**EXTRATO DO DOCUMENTO**
________________
25. Se as partes praticaram após o dia 28/10/2014, atos como o de exercer funções, de pagamento, de proferir ordens, de cumprir ordens ou outros, não o foi ao abrigo do contrato de trabalho válido.

26. A validade do contrato de trabalho celebrado entre o Autor e Ré cessou no dia 28/10/2014, e assim todos os atos praticados após o minuto, a hora e o dia em que a entidade patronal declarou ao trabalhador a sua decisão clara e inequívoca, verbal, de que o trabalhador estava despedido, são inválidos e inexistentes à luz da ordem jurídica.

27. O Acórdão do Tribunal da Relação de Coimbra não fez uma interpretação jurídica correta da declaração de despedimento efetuada pela Ré ao Autor segundo os critérios constantes no n.º 1 do art.º 224 e do n.º 1 do art.º 236º ambos do CC.

28. Tendo a Ré comunicado ao Autor (cfr. in declarações prestadas pelo Administrador da Ré e audiência de julgamento, supra transcritas) - que: "trata da tua vida que não te quero ver mais" tem o Tribunal que concluir que esta contém uma declaração de despedimento clara, objetiva, inequívoca, uma vez que segundo os critérios constantes no n.º 1 do art.º 236º do CC seria esse o sentido que dela retiraria um trabalhador normal e razoavelmente diligente, colocado na situação concreta do Recorrido.

29. Não podem restar dúvidas de que é esta a interpretação a extrair das declarações da Ré pois outra não poderia extrair-se da terminologia usada pelo Administrador da Ré que foi claro na expressão que proferiu ao Autor no dia 28/10/2014.

30. Esta declaração feita pela Ré extinguiu de imediato a relação de trabalho existentes entre as partes, deixando de subsistir a obrigação de o trabalhador efetuar a sua prestação laboral.

31. Cabia ao Tribunal no Acórdão de que ora se recorre decidir qual o valor jurídico da comunicação de 28/10/2014, em que a Ré comunica ao Autor que está despedido "trata da tua vida que não te quero ver mais", o que não fez.

32. O contrato de trabalho, como relação jurídica que é, está dependente da manifestação da vontade de ambos os contraentes é o que resulta do art.º 1152º do CC e art.º 11º do CT.

33. Assim para a sua constituição, modificação e extinção é necessário uma declaração de vontade de uma ou de ambas as partes, e, que essa declaração, para produzir efeitos só se tornará eficaz, após a receção pelo destinatário (art.º 224º do CC).
________________
**LISTA DE ITENS**
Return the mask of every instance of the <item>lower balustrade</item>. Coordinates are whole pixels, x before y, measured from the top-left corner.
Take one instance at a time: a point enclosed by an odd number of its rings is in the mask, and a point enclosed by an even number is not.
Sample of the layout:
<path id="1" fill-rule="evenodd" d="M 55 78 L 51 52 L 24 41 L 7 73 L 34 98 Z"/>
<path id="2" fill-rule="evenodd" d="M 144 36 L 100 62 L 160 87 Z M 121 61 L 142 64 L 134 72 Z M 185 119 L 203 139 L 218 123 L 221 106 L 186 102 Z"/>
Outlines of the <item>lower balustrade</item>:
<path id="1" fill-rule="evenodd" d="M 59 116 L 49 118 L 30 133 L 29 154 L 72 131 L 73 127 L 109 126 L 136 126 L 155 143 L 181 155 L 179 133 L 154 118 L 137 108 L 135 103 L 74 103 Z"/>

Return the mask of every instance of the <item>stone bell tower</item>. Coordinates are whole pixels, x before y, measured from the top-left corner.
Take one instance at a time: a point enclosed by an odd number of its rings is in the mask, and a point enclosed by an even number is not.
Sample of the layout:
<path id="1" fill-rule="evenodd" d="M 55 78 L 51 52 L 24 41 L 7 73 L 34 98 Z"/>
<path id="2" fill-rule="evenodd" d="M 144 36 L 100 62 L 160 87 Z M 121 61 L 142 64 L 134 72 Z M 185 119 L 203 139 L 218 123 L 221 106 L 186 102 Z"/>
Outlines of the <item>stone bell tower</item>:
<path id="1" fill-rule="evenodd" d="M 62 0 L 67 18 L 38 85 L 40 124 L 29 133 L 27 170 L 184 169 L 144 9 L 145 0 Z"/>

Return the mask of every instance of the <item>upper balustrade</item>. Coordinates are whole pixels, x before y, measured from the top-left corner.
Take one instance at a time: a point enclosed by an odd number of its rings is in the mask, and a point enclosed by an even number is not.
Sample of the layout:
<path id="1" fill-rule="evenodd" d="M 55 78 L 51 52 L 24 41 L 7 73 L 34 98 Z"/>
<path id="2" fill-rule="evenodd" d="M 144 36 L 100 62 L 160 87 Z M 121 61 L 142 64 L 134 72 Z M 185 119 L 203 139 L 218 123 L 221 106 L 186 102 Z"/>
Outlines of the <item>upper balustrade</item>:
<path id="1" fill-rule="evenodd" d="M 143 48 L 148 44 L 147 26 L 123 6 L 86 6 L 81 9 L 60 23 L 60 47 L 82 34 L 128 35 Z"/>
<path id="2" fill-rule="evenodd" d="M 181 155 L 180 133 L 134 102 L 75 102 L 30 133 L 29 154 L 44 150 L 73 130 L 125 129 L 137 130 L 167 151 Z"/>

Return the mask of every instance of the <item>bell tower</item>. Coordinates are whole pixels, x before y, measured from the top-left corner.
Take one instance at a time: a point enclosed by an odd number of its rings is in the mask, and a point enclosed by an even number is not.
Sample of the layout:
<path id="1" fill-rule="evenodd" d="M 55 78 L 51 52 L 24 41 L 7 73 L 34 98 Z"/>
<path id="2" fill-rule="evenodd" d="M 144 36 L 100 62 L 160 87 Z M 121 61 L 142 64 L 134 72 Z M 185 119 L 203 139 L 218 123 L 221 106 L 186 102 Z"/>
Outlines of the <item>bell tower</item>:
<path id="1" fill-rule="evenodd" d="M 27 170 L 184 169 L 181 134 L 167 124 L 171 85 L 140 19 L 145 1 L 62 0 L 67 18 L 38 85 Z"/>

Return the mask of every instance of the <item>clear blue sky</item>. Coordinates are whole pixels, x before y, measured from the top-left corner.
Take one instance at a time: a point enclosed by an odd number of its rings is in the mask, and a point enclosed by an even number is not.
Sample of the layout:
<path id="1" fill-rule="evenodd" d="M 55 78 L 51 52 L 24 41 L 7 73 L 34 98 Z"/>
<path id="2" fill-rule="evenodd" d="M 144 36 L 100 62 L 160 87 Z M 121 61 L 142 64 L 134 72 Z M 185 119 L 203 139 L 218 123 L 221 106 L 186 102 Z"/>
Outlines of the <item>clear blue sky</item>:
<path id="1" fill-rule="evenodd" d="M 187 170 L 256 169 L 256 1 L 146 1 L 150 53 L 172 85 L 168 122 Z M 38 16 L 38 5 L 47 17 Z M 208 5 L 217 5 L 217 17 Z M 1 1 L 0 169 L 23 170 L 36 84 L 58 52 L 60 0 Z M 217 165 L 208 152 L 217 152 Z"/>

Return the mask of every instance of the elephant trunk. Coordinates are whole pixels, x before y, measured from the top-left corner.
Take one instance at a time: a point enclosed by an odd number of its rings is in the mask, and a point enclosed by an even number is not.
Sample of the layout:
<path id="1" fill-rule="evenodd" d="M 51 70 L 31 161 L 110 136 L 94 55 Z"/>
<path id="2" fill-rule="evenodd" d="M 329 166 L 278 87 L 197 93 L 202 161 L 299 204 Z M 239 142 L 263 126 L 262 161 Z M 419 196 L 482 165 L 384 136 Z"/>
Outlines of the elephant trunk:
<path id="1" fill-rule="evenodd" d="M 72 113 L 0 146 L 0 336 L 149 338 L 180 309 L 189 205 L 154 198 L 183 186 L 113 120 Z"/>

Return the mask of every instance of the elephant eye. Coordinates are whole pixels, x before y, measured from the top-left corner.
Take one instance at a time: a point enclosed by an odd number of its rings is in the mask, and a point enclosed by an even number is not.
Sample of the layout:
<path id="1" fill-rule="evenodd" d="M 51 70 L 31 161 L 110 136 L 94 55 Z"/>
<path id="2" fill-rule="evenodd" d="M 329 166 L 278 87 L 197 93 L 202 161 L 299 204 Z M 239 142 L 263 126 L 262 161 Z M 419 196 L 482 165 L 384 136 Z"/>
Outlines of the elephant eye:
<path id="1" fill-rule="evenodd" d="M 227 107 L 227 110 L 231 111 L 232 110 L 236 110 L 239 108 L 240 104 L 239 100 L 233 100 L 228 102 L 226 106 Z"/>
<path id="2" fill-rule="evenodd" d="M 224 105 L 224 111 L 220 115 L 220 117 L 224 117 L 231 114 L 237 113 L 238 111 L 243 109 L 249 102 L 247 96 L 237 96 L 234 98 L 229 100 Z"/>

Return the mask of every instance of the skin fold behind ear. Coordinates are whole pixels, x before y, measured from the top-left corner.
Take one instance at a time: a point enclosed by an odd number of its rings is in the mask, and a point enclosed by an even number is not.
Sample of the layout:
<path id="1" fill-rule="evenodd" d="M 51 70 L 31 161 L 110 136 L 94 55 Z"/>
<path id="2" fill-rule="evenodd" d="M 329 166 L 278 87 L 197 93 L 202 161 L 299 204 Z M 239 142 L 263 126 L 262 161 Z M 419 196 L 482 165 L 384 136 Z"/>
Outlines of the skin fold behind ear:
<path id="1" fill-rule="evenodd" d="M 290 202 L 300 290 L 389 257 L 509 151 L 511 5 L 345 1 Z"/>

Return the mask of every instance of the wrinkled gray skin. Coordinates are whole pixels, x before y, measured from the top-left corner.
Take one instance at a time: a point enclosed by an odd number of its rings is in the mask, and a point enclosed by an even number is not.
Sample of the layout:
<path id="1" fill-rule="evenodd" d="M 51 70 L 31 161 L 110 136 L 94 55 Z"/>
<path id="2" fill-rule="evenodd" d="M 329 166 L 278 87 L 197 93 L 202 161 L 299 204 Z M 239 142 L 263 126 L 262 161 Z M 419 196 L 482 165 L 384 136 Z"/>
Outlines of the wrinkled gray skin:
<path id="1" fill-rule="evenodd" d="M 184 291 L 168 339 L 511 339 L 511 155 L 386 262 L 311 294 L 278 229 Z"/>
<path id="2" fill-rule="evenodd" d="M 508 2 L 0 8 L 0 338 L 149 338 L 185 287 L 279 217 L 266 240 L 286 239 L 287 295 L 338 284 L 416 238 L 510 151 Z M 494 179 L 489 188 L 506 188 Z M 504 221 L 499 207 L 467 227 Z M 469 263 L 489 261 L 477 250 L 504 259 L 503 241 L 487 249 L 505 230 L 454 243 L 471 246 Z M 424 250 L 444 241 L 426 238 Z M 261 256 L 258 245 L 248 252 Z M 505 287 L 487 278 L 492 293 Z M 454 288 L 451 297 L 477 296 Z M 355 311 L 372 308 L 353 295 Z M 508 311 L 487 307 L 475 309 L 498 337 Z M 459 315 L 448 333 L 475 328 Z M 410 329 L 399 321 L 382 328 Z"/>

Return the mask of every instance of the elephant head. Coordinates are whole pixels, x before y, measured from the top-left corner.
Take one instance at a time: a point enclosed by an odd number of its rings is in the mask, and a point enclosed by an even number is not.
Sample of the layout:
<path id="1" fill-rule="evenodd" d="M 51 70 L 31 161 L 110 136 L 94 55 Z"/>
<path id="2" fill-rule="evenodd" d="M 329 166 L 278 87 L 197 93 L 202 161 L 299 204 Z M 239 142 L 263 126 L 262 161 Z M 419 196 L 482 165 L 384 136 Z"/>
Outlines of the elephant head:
________________
Segundo o extrato, que frase a Ré dirigiu ao Autor no dia 28/10/2014? Baseie-se unicamente no extrato, sem recorrer aos itens.

**RESPOSTA**
"trata da tua vida que não te quero ver mais"